Exercise set |
1. According to the devotion on the bells, how many florist shops were on Broadway alone?
2. Continue the Christmas devotion about the bells from the point where it stops.
[Start of Selected passage]
Devotion for the Week of December 17, 2012 - “CAN YOU HEAR THE BELLS?”

“CAN YOU HEAR THE BELLS?”

 

Luke 2:13-14, “And suddenly there was with the angel a multitude of the heavenly host praising God, and saying, [14] Glory to God in the highest, and on earth peace, good will toward men.”

In the winter of 1864, an unexpected sense of optimism and good cheer settled on the northern states.  The Civil War continued, but the news from the fronts was promising, and hope flourished that with spring the end would come and peace would return.  New Yorkers in particular were in a festive frame of mind, of a like unseen since the before the war began.  People skated in Central Park, and rode sleighs through the snowy fields.  They stopped at shops for warm cider, confections, nuts and dried fruits.  Florists, three dozen shops on Broadway alone, sold fragrant blooms that struck a cheerful note of defiance to the winter chill.

The city was prospering.  Stores were decked out in seasonal decorations, and newspapers were packed with advertisements.  Shoppers crowded Hinrichs at Broadway and Liberty in search of toys from all over the country and the world.  The shelves were filled with dolls, tea-sets, menageries; toy guns, swords and drums; baseball gear, and sets for the latest craze sweeping England, croquet.
[End of Selected passage]
[Start of Data extract]
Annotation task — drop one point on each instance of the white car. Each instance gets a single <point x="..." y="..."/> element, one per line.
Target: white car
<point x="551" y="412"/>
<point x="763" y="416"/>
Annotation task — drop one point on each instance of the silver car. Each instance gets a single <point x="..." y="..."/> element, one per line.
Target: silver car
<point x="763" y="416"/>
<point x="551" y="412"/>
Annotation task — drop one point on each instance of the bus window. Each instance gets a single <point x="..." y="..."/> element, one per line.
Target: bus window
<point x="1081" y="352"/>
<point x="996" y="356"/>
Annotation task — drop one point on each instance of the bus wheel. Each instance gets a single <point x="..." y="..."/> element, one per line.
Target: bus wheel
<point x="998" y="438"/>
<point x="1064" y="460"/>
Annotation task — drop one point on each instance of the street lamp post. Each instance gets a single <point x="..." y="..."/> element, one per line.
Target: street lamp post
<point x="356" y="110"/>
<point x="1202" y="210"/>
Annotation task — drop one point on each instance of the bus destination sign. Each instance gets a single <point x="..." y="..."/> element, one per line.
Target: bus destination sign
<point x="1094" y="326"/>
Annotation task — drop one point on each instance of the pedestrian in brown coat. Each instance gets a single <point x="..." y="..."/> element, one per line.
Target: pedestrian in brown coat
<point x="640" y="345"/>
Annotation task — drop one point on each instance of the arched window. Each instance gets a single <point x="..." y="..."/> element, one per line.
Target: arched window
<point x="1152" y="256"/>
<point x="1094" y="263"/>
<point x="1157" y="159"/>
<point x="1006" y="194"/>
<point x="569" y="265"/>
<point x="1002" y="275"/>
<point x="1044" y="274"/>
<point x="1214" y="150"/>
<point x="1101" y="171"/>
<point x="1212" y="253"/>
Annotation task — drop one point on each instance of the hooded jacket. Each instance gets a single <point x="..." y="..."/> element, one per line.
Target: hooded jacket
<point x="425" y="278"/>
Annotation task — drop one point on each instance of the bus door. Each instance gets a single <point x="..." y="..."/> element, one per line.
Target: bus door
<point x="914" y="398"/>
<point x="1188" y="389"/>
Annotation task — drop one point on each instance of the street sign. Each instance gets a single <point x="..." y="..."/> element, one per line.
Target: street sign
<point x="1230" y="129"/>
[End of Data extract]
Results |
1. Three dozen.

2.
Down the street, shops with music boxes and watches, fashionable clothing, or goods made from the wondrous invention India rubber.  At Tiffany's, one diamond necklace sold for $15,000 — around $175,000 in today's currency.  More affordable pieces could be found across the street at Ball and Black's.  The most sought-after gift for young women that season was a sewing machine, of which many models were available.  For men, cigars and hats were perennial favorites. Yet, the war was not far from people's minds. At Williams's Fine Arts near Franklin Street, prints and paintings of scenes of battle and camp life, "an appropriate present for the wife of some brave soldier in the field," the Times noted.

The holiday fell on a Sunday that year; the churches were splendidly decked out, and attendance much higher than usual.  The bells at Old Trinity Church rang with familiar seasonal tunes.  The following day was declared a civic holiday so that those who thought it improper to celebrate on the Sabbath could hold parties and banquets.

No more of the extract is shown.